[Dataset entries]
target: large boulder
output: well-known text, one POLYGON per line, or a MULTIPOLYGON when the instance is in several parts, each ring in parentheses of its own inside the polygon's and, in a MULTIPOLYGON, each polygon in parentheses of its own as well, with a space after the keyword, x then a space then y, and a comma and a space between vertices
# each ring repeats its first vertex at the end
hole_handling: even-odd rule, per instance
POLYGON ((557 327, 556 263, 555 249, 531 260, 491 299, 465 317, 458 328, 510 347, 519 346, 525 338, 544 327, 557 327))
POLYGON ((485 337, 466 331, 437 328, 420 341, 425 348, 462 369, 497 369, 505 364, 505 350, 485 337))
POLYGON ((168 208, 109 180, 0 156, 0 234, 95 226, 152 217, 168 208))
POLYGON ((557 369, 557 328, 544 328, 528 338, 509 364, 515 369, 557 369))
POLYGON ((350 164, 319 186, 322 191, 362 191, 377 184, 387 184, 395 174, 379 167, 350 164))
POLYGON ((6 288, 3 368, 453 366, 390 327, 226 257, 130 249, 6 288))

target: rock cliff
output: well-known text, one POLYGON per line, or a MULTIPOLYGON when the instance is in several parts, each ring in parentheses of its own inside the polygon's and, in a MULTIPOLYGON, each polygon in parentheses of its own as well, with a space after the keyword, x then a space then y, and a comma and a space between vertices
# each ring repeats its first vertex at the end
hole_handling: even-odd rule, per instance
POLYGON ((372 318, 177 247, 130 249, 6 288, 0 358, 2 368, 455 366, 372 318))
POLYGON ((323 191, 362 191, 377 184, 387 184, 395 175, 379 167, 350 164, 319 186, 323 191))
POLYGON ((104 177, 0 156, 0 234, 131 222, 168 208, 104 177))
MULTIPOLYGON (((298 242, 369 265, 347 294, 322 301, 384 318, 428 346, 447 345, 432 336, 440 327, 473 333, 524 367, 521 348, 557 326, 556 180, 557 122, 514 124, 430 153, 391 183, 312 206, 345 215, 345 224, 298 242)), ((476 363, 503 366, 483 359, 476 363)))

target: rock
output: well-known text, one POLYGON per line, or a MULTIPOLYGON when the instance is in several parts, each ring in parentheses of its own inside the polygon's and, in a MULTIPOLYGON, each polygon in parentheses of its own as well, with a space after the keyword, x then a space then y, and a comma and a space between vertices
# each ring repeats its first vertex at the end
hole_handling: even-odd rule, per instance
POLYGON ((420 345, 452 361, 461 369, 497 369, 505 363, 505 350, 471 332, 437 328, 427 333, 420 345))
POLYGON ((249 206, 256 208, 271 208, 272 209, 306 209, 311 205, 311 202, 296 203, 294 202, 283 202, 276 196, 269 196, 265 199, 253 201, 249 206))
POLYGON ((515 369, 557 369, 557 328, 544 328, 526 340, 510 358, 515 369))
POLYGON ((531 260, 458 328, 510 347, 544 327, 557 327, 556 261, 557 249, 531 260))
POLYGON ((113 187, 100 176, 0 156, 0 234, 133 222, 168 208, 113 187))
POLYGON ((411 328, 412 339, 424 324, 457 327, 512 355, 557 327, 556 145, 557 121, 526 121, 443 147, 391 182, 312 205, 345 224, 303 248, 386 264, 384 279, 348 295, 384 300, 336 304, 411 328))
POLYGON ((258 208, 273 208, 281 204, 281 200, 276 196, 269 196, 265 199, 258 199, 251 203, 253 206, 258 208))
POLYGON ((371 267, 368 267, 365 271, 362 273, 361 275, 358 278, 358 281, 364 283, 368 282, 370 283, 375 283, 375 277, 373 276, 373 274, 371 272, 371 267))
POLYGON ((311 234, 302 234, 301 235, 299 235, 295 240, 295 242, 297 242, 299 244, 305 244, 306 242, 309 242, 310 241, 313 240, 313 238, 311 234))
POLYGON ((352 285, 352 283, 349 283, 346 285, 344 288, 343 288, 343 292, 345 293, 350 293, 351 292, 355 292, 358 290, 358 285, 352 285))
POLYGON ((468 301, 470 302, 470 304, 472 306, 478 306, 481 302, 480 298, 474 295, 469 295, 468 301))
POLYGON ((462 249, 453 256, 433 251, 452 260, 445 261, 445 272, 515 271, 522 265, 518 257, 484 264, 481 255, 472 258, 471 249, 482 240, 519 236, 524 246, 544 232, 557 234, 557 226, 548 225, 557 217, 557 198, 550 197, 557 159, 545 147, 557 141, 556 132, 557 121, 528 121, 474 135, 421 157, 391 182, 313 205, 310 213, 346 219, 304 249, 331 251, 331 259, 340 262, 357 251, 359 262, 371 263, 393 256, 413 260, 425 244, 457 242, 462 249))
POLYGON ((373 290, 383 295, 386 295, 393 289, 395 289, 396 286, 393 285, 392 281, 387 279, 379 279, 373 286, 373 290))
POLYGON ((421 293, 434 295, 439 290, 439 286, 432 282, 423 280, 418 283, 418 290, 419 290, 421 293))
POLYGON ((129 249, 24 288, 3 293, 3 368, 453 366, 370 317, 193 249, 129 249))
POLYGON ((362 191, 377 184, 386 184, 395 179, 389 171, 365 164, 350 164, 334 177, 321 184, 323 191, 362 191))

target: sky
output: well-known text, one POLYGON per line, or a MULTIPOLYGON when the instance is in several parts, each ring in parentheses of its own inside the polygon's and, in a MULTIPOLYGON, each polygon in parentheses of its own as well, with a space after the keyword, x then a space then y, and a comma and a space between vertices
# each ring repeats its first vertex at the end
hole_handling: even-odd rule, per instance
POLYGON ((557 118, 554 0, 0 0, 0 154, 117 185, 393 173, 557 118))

* Directions
Format the records as a Markdown table with the columns Row and Line, starting with the line containing "target: sky" and going on through the end of the records. Leave out blank lines.

* Response to this task
| Row | Line |
|---|---|
| 1 | target: sky |
| 2 | output: well-known text, one POLYGON per line, or a MULTIPOLYGON when the instance is in several parts, each ring in parentheses of its own inside the polygon's and, in a MULTIPOLYGON, each polygon in parentheses of its own as well, with a space after the keyword, x then a space then y, and a comma and a space between vertices |
| 3 | # each ring repeats its first vertex at the end |
| 4 | hole_handling: even-odd rule, per instance |
| 5 | POLYGON ((557 118, 554 0, 0 0, 0 154, 117 185, 393 173, 557 118)) |